▸ TASK DETAILS: Look over the data below and give the number of lines containing the word "evergreen", with no other words.

▸ SUPPLIED DATA:
• • • •
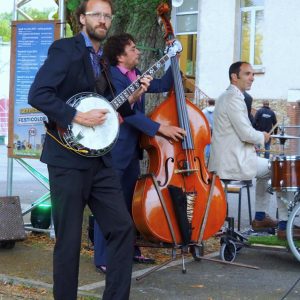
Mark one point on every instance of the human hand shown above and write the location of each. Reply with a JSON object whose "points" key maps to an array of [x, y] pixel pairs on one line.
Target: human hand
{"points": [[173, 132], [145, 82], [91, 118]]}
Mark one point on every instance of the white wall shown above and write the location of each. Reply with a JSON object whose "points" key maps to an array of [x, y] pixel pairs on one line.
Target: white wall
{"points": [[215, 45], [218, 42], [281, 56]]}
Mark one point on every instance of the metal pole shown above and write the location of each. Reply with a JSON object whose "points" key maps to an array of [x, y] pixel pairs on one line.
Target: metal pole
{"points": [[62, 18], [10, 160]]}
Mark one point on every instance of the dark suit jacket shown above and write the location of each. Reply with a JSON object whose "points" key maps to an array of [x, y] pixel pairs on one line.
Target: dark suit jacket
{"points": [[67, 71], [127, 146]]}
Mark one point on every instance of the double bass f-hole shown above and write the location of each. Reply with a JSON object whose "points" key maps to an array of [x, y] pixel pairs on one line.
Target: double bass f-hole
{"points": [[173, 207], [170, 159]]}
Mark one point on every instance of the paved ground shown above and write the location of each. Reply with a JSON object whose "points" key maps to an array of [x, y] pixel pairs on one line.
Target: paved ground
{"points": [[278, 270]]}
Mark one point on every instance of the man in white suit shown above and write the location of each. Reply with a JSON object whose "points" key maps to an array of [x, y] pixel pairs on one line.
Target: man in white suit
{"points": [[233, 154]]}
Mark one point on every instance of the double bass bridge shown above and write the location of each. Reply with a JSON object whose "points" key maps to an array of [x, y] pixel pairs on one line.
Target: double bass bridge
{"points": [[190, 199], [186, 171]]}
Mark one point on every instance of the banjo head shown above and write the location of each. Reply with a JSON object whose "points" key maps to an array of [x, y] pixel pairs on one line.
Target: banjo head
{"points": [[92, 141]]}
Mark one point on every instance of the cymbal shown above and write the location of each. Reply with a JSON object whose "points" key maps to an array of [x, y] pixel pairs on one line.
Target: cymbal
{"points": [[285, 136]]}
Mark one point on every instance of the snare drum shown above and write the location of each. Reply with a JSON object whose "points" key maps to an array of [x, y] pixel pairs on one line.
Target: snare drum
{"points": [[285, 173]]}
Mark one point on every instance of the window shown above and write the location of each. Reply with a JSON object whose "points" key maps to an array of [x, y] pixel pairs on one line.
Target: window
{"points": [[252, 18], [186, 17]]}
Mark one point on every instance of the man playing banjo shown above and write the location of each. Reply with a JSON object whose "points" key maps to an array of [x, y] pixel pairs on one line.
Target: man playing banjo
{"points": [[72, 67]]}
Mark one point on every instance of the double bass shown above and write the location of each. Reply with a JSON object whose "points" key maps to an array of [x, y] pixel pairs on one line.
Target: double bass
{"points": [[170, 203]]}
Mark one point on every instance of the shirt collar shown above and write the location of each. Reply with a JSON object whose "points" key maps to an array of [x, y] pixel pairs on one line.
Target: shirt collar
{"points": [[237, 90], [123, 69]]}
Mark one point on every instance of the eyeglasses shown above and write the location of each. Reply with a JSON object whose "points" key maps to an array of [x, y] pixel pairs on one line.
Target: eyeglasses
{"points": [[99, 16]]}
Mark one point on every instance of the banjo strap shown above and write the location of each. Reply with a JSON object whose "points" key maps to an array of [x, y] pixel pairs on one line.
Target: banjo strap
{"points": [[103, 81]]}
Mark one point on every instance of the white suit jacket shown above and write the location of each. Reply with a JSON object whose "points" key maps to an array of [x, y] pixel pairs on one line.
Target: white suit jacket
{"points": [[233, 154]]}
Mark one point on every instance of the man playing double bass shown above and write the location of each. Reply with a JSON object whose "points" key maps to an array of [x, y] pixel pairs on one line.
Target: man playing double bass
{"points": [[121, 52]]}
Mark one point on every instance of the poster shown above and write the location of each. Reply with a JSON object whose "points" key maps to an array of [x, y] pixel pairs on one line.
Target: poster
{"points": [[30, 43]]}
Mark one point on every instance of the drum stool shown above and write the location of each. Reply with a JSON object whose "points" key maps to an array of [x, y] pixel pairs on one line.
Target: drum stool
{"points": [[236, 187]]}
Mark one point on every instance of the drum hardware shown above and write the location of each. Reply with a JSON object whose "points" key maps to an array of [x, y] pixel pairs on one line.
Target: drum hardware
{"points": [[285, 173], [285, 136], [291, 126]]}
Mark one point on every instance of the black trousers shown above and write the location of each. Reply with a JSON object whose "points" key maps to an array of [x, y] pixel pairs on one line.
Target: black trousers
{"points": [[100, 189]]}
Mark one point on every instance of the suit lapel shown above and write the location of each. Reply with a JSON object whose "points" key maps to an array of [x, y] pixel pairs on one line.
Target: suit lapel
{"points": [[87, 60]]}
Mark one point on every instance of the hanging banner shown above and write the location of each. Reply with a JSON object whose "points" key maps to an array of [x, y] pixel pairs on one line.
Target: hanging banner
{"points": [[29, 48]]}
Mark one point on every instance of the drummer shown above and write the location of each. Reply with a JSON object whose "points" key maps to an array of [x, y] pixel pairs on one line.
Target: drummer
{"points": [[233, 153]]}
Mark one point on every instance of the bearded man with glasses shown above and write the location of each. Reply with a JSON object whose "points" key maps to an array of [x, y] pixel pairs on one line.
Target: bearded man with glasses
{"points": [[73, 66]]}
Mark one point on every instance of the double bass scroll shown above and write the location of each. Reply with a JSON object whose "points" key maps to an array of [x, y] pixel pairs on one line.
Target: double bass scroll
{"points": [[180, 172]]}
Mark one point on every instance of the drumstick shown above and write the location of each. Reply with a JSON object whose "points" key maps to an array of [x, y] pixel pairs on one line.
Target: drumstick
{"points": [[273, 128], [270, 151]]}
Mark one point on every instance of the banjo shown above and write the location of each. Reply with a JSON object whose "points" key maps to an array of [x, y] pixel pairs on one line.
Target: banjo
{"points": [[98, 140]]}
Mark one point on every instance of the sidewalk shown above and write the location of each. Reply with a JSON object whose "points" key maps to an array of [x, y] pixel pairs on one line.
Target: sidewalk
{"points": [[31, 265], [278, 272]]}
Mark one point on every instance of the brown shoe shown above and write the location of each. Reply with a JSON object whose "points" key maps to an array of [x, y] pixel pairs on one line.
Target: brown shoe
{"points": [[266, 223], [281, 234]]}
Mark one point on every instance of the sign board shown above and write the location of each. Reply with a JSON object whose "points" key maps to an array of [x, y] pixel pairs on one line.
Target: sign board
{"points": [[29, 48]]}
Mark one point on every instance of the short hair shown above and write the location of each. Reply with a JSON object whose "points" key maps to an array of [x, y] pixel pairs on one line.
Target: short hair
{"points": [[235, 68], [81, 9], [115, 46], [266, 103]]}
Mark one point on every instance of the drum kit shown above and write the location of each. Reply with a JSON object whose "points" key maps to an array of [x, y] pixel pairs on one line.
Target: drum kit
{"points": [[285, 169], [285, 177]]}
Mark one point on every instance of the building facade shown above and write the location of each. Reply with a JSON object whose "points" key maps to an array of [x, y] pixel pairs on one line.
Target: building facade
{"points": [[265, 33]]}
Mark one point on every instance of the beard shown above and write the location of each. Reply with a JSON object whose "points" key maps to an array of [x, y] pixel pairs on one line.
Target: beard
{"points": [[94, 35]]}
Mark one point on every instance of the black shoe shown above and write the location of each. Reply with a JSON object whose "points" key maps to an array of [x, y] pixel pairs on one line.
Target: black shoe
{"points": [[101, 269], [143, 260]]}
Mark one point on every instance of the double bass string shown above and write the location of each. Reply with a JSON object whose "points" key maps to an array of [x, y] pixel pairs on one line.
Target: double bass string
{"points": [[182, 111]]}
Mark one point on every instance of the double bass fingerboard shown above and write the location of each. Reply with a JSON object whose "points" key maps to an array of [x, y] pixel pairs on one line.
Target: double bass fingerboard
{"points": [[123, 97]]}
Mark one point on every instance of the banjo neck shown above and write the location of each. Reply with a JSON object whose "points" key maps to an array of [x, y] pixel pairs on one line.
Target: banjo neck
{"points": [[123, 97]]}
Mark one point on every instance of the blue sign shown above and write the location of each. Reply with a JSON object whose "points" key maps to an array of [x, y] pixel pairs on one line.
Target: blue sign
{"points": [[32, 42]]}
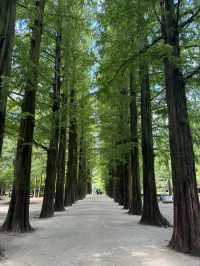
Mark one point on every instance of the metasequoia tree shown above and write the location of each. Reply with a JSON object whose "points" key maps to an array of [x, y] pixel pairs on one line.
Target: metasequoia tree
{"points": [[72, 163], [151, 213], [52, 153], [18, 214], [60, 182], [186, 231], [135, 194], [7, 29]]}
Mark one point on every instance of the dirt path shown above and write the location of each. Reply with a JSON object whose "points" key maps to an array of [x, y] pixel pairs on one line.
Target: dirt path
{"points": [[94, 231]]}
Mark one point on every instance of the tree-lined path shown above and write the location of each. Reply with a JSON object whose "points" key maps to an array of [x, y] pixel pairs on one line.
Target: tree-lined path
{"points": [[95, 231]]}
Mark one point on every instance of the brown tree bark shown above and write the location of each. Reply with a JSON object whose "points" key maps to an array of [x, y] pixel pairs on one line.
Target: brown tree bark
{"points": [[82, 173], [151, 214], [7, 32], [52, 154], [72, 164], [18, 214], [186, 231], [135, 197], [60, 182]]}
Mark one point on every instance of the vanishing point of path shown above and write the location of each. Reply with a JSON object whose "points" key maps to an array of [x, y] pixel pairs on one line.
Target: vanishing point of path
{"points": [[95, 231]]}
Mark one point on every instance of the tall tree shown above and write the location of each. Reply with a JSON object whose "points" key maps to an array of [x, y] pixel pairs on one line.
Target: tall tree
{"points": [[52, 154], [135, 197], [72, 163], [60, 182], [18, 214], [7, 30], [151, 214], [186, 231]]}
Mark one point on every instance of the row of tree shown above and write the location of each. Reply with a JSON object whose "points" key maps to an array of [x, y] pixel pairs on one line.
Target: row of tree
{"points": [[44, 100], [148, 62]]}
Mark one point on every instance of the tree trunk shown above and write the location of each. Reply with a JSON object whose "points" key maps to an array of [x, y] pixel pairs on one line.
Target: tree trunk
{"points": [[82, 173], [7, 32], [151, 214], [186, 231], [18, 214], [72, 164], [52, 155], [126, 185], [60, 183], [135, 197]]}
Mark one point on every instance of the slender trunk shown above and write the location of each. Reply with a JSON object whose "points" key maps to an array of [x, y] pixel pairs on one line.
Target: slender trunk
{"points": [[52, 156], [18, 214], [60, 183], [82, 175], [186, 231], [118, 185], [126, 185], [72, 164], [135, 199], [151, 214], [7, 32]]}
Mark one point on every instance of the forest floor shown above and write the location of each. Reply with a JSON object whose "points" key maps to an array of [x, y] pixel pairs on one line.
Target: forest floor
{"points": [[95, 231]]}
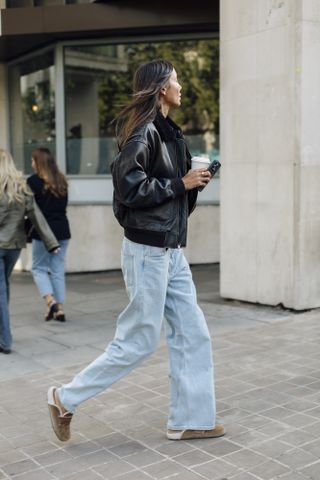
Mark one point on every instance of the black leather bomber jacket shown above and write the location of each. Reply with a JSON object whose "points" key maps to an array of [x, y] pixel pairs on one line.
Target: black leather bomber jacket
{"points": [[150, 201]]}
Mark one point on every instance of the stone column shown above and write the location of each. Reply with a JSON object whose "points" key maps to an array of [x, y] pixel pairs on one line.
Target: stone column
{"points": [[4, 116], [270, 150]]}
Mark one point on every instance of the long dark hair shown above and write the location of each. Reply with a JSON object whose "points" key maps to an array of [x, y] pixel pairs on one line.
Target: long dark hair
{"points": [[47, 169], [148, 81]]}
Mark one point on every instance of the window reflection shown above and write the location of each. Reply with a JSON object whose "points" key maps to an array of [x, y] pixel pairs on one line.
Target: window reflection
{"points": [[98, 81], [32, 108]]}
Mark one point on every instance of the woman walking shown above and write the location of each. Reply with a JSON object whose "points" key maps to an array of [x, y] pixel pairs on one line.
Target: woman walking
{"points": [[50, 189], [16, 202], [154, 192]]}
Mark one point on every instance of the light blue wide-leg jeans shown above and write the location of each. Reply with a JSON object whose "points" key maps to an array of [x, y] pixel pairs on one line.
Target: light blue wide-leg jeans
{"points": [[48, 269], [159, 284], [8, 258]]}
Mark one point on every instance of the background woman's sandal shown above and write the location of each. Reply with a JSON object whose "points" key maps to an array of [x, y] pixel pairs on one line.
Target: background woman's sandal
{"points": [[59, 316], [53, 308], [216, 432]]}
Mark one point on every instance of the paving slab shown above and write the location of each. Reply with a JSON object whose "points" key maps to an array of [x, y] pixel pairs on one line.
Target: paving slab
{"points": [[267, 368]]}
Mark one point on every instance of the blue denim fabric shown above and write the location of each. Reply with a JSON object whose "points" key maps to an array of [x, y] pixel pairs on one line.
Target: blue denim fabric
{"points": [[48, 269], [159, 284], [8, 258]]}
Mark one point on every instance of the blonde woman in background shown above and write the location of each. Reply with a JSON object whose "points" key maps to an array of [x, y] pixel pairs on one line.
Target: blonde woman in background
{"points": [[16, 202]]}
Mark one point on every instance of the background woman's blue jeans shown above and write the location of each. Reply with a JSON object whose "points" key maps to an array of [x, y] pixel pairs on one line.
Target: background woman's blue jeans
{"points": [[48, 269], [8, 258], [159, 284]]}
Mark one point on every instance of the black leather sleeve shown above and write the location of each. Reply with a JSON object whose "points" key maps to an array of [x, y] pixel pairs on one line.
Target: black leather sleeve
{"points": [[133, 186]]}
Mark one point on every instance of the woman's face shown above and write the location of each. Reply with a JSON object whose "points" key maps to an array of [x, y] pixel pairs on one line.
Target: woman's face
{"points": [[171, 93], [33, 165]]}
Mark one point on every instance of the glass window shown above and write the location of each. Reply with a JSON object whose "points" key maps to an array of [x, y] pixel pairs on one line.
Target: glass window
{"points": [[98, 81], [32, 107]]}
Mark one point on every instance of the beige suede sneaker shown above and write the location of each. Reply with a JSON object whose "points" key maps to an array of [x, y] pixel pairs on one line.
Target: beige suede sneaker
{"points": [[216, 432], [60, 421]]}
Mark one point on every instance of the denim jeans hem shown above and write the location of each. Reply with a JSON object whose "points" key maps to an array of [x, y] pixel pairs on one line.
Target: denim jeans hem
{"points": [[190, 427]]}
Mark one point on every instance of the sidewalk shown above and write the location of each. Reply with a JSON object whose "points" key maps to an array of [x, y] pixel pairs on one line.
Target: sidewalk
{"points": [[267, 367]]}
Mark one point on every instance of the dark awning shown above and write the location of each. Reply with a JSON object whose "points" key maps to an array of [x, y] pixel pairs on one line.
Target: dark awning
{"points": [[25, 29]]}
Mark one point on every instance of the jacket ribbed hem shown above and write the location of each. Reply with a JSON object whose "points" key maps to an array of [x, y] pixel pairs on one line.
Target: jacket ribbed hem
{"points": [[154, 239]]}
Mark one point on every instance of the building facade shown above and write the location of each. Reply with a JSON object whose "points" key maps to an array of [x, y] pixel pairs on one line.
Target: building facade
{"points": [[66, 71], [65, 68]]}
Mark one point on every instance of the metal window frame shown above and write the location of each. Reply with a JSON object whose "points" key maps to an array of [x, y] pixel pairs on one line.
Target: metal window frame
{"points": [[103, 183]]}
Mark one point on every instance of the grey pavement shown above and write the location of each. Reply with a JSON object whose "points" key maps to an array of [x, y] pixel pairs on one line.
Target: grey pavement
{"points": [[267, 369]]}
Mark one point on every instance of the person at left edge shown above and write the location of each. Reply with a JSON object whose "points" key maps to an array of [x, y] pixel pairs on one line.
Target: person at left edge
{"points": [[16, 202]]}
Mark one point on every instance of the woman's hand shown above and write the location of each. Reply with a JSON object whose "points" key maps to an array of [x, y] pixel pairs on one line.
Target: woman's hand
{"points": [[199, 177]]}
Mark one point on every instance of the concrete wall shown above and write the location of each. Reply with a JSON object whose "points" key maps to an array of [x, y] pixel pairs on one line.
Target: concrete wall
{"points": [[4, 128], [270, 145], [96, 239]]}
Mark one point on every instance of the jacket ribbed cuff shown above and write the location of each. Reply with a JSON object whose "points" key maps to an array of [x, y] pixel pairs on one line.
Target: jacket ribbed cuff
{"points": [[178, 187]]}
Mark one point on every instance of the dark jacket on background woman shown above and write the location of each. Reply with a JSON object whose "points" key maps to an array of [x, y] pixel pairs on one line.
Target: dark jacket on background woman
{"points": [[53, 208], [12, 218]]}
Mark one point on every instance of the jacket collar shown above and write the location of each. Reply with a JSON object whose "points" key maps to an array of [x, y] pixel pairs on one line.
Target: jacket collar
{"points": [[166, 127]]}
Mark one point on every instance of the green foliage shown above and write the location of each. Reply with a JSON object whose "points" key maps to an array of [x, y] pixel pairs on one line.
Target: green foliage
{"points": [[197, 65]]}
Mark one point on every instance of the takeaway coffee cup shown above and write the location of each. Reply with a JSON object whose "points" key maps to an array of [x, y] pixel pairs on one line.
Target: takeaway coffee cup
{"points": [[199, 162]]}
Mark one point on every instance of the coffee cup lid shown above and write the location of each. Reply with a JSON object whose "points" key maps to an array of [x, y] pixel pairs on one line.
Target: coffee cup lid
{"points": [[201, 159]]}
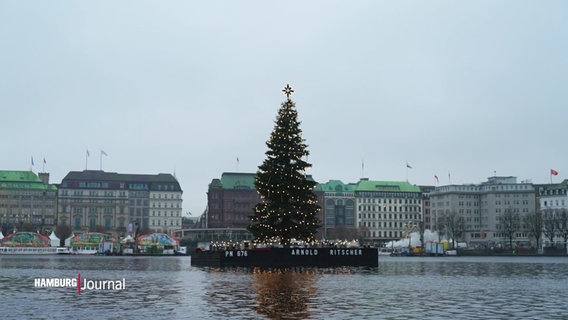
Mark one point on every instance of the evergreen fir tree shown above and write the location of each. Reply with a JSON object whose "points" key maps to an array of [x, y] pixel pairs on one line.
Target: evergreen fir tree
• • • •
▸ TASK RESULT: 2